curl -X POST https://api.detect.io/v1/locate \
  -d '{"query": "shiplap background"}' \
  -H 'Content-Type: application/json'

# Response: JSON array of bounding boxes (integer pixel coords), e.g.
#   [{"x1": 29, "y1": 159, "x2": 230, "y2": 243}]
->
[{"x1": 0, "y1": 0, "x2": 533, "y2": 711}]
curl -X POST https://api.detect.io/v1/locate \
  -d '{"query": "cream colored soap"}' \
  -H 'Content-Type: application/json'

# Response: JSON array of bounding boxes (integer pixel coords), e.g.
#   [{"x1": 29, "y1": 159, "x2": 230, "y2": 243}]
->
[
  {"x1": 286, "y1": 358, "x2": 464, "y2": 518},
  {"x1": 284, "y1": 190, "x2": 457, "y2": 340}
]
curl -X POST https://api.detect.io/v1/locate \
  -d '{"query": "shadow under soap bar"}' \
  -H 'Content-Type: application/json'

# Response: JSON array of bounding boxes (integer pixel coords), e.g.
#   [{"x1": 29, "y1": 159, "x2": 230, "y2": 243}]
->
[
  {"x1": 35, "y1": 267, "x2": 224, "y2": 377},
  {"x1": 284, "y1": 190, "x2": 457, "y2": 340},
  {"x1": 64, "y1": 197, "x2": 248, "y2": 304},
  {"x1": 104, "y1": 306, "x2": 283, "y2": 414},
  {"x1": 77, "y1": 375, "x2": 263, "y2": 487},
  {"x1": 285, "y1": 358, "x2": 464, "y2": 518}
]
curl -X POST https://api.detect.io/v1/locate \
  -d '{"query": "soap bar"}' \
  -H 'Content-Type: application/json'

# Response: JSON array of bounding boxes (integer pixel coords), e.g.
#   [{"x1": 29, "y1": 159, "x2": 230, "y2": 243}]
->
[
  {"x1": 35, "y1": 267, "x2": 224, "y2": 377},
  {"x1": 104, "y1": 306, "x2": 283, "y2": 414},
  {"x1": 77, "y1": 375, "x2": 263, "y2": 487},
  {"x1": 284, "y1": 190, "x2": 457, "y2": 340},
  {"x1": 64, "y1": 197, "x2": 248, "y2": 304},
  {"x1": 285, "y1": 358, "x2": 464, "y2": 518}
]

| Problem description |
Transcribe all of the lines above without any change.

| Result of this exercise |
curl -X POST https://api.detect.io/v1/locate \
  -d '{"query": "shiplap background"}' \
  -H 'Content-Type: application/json'

# Response: JSON array of bounding boxes (integer pixel coords), e.g.
#   [{"x1": 29, "y1": 159, "x2": 230, "y2": 243}]
->
[{"x1": 0, "y1": 0, "x2": 533, "y2": 711}]
curl -X POST https://api.detect.io/v1/locate \
  -d '{"query": "cream colored soap"}' \
  -H 'Content-Type: application/json'

# Response: JSON array of bounding boxes (integer pixel coords), e.g.
#   [{"x1": 29, "y1": 159, "x2": 230, "y2": 243}]
->
[
  {"x1": 286, "y1": 358, "x2": 464, "y2": 518},
  {"x1": 284, "y1": 190, "x2": 457, "y2": 340}
]
curl -X POST https://api.detect.io/v1/locate \
  -d '{"query": "shadow under soap bar"}' \
  -H 'Content-Type: application/json'

# Response: JSON array of bounding boxes (integer pixel coords), e.g.
#   [{"x1": 29, "y1": 159, "x2": 230, "y2": 243}]
->
[
  {"x1": 35, "y1": 267, "x2": 224, "y2": 377},
  {"x1": 284, "y1": 190, "x2": 457, "y2": 340},
  {"x1": 64, "y1": 197, "x2": 248, "y2": 304},
  {"x1": 104, "y1": 306, "x2": 283, "y2": 414},
  {"x1": 77, "y1": 375, "x2": 263, "y2": 487},
  {"x1": 285, "y1": 358, "x2": 464, "y2": 518}
]
curl -X POST https://api.detect.io/v1/locate \
  -d '{"query": "soap bar"}' \
  -H 'Content-Type: application/json'

# Response: JSON array of bounding boxes (integer pixel coords), e.g.
#   [{"x1": 29, "y1": 159, "x2": 230, "y2": 243}]
->
[
  {"x1": 35, "y1": 267, "x2": 224, "y2": 377},
  {"x1": 104, "y1": 306, "x2": 283, "y2": 414},
  {"x1": 77, "y1": 375, "x2": 263, "y2": 487},
  {"x1": 284, "y1": 190, "x2": 457, "y2": 340},
  {"x1": 64, "y1": 197, "x2": 248, "y2": 304},
  {"x1": 285, "y1": 358, "x2": 464, "y2": 518}
]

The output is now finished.